[Request]
An exact copy of every record is needed.

[Recorded information]

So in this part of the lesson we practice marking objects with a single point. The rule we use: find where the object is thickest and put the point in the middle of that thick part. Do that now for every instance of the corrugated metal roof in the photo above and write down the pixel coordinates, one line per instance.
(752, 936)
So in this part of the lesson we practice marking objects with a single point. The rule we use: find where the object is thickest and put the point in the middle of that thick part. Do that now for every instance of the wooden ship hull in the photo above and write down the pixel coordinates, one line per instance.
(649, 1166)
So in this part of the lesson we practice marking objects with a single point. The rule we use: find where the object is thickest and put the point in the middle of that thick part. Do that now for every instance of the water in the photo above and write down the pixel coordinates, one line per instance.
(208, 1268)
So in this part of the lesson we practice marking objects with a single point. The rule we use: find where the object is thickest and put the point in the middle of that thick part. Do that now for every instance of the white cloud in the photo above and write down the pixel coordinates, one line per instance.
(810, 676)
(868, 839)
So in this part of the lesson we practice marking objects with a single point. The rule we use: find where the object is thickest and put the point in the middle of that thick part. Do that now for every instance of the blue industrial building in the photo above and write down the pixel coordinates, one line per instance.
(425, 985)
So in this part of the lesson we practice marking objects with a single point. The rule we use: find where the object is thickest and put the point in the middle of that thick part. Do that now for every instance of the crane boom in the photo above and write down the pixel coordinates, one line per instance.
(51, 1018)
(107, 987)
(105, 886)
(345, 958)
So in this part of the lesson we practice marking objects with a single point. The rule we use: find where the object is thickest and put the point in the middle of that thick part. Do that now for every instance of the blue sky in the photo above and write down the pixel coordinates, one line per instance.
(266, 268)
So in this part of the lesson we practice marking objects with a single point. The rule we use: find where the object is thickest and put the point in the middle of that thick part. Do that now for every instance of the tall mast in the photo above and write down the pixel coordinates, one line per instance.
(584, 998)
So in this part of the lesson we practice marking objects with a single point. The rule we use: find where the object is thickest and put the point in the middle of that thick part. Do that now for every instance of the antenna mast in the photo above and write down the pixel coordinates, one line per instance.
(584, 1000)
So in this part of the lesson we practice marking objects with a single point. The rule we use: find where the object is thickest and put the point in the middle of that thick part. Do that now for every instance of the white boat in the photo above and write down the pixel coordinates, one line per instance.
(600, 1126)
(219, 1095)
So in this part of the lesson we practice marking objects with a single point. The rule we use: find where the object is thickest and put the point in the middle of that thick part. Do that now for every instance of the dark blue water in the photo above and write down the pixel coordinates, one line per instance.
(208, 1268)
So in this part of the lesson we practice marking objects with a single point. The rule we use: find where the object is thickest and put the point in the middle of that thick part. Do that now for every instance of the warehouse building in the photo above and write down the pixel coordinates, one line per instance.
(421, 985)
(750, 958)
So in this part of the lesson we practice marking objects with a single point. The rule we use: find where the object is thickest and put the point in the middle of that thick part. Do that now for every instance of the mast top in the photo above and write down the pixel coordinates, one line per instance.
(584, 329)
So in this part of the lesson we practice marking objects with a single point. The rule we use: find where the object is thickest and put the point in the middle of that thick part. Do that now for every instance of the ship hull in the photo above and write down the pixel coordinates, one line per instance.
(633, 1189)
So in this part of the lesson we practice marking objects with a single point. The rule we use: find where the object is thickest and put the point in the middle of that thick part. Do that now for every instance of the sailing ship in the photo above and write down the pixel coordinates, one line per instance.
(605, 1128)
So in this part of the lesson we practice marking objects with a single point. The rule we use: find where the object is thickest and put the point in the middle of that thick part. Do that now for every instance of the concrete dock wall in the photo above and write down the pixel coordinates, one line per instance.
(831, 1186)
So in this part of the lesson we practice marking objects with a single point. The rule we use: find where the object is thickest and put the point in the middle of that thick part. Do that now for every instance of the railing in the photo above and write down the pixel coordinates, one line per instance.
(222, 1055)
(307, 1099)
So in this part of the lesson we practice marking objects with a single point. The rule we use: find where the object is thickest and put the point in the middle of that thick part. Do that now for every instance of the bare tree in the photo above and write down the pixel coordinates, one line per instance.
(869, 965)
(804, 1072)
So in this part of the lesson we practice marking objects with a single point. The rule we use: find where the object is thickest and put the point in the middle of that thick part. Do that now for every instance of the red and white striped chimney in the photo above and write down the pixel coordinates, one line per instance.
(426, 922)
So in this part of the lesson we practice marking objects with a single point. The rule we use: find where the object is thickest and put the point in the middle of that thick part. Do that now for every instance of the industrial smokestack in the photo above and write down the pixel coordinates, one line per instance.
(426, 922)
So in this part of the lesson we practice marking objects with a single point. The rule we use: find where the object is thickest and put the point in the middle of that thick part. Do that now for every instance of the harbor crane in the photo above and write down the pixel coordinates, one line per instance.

[Completed task]
So in this part of the lesson we practice marking objects with a single point. The rule we use: find where the object is thickest and put the point in the middle of that thick part. Do that now for every instance of the corrugated metal roof in the photo above and write down the pixel coordinates, one line per instance.
(752, 936)
So in this part of the lesson we practice marking objects with a single point. The rule we use: find where the object is thickest and put the point in the middle of that thick part. Do that now for every instance of the wooden ship hull in the photo above and write down the pixel coordinates, one line per instance.
(649, 1166)
So in this part of the lesson we practice marking objects with a single point. The rule we use: find where the object is thickest and put the point in the middle of that thick part. Do that now for every instance of the water in the photo above and write down the pixel coordinates, one line per instance.
(208, 1268)
So in this part of the lesson we practice marking objects with a single point. The rule we use: find where the object is thickest and put the point in the middle of that thick part. Do that now for every instance of the white cloud in the photo above and write down the pixel coordinates, one line per instance.
(810, 676)
(868, 839)
So in this part of the lesson we practice marking objects with a single point. The rule we use: find where the object is thickest and put the point in the middle of that thick part. Do that now for every instance of the blue industrial building in the photo above and write down the pixel coordinates, one line per instance.
(425, 985)
So in this part of the lesson we practice marking objects with a single point. The rule we use: find where the object is thickest and put the point in the middle of that thick part. Do that now for every instance of the crane boom in the photo above and write down the pixel coordinates, one line per instance.
(51, 1018)
(107, 987)
(105, 886)
(345, 958)
So in this part of the lesson we practice marking objects with a single point. The rule we use: find where the object is thickest and put the point in the middle of that thick part. Do that now for every instance of the blue sky in the photo above and write down the pixel coordinates, one line per instance.
(266, 268)
So in this part of the lesson we practice marking objects with a single point. The rule we use: find where the object is thickest and put the point in the middle of that thick part. Do that now for every instance of the tall mast in the photo above and write down the pixel coordinates, one line per instance.
(584, 998)
So in this part of the lesson we practice marking objects with a single point. The rule we use: find where the object is thickest and put the point in the middle of that thick part. Do that now for every instance of the antenna mast in the photo above and write down the pixel coordinates, one line per instance.
(584, 1000)
So in this part of the lesson we practice marking objects with a single point. The rule we use: find where the object is thickest and put the point in the middle of that thick part. Do that now for every instance of the white boat in the photo above and write down the pixel coordinates, one line per instance.
(600, 1126)
(219, 1095)
So in this part of the lesson we practice marking objects with a single point. The rule we use: find where the object is thickest and put the point in the middle of that thick part. Do that now for every instance of the dark blue water in the photo above and write down the pixel coordinates, one line per instance.
(208, 1268)
So in this part of the lesson we practice marking objects with a single point. The rule we use: find where the object is thickest and put the point in the middle of that thick part. Do that now for every instance of the warehouse building in the photo above and write down the pixel coordinates, one line per instance.
(421, 985)
(750, 958)
So in this part of the lesson we practice marking objects with a single point. The rule we use: find where the object is thickest and put the point in the middle of that thick part. Do that now for every instance of the mast top in the photo above and write down the pixel coordinates, one line per instance.
(584, 329)
So in this part of the lesson we practice marking objects with a single point. The rule we use: find where the object is thickest and put the point in the middle of that thick part. Do that now for every instance of the ship hull in the photo above and write down the pixel coordinates, one line per instance.
(633, 1189)
So in this part of the lesson we practice marking objects with a single point. The rule we use: find where the object is thickest and put the point in the middle of that thick part. Do that now for every instance of the sailing ship in the photo above and write down the pixel coordinates, one line per instance.
(605, 1128)
So in this part of the lesson we practice marking objects with a single point. The rule we use: find where the object is thickest and put the point in the middle of that thick part. Do that now for every instance of the concrete dock wall in the photo above and write down the pixel coordinates, one line per instance.
(831, 1186)
So in this part of the lesson we practice marking objects with a single point. The rule we use: find where the object is thickest and put the point in the middle of that thick part. Do that now for every instance of the railing in the photo above and write down the pixel coordinates, one line per instance.
(222, 1055)
(307, 1099)
So in this part of the lesson we practice marking objects with a single point. The rule we use: find where the object is thickest and put the point in the middle of that thick part. Do that now for every instance of the bare tree in the photo above and write down the pixel coordinates, one line per instance.
(869, 965)
(804, 1072)
So in this part of the lesson we practice marking objects with a single point. The rule we use: find where the object is thickest and put the point in the middle of that thick part. Do that now for every instance of the red and white striped chimney in the photo above and write down the pixel coordinates, one line per instance.
(426, 922)
So in this part of the lesson we practice marking objects with a single point. The rule we use: find where the object is thickest and put the point in the middle of that thick part. Do that now for every instance of the industrial smokestack in the photo above and write down the pixel coordinates, one line per instance.
(426, 922)
So in this part of the lesson we practice marking objects with a single point. The rule we use: find where the object is thickest and put the point in the middle of that thick part. Do that now for every instance of the harbor crane in the photo above and write down the pixel coordinates, one line per instance.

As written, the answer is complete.